**ACTIVITY:** Check every line of the material for the word "below". Copy those that have it.
[DATA FOR PROCESSING]
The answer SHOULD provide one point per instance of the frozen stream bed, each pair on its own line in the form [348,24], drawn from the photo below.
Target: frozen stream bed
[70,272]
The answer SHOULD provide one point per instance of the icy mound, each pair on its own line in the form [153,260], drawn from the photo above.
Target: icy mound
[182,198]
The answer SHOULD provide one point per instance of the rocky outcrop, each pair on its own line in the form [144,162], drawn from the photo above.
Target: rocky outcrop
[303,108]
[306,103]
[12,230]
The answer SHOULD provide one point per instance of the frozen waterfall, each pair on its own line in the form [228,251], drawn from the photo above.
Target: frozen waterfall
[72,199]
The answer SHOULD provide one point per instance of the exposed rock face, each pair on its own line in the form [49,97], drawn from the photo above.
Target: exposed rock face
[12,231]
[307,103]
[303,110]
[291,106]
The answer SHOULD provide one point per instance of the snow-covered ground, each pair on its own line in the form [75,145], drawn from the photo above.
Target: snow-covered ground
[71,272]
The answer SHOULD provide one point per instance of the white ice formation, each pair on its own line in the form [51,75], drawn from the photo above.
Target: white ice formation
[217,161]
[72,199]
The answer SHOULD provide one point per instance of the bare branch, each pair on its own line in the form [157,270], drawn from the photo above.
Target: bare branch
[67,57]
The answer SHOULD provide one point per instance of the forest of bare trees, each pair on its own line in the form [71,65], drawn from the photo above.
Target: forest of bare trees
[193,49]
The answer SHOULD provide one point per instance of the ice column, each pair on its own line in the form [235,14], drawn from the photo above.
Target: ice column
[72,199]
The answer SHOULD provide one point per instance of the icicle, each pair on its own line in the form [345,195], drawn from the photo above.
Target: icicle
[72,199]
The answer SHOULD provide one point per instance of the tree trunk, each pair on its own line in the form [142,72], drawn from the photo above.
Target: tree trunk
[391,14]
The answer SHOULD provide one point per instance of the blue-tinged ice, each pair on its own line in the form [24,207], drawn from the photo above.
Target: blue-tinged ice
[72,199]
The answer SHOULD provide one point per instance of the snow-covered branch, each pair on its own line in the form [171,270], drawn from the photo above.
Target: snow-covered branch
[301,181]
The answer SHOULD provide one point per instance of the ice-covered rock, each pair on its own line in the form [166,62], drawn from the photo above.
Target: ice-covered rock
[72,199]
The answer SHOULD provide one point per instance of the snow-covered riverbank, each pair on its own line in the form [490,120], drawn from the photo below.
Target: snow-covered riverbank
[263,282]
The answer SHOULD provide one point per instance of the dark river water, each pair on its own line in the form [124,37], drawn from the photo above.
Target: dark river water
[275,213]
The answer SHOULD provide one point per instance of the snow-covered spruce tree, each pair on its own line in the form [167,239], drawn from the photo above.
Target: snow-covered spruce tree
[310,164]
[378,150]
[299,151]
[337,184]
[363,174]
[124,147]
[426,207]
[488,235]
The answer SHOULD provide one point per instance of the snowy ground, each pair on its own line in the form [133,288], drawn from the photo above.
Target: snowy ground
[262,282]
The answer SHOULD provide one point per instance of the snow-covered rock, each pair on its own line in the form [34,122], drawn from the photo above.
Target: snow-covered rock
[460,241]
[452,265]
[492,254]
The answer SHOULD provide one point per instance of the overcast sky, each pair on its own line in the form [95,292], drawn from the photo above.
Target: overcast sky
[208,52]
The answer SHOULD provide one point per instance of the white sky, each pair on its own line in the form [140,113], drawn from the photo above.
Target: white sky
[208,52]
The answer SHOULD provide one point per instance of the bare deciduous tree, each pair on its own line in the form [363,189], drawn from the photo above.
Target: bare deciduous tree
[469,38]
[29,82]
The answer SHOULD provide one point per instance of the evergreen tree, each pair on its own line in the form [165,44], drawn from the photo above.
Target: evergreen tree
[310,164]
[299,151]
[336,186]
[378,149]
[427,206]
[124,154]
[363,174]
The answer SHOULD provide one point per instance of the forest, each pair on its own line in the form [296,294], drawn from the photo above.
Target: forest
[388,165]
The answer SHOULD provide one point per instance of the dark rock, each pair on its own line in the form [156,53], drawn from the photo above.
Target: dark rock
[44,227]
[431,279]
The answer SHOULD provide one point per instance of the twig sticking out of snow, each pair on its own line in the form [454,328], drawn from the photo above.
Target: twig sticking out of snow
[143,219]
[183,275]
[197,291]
[/DATA FOR PROCESSING]
**SOLUTION FOR THIS EXERCISE:**
The answer SHOULD provide one point per instance of the frozen stream bed, each pair on its own line in the form [348,24], drawn from the photo below.
The answer SHOULD provide one point per instance of the snow-covered riverbank, each pair on its own line in the form [490,120], drawn from the photo below.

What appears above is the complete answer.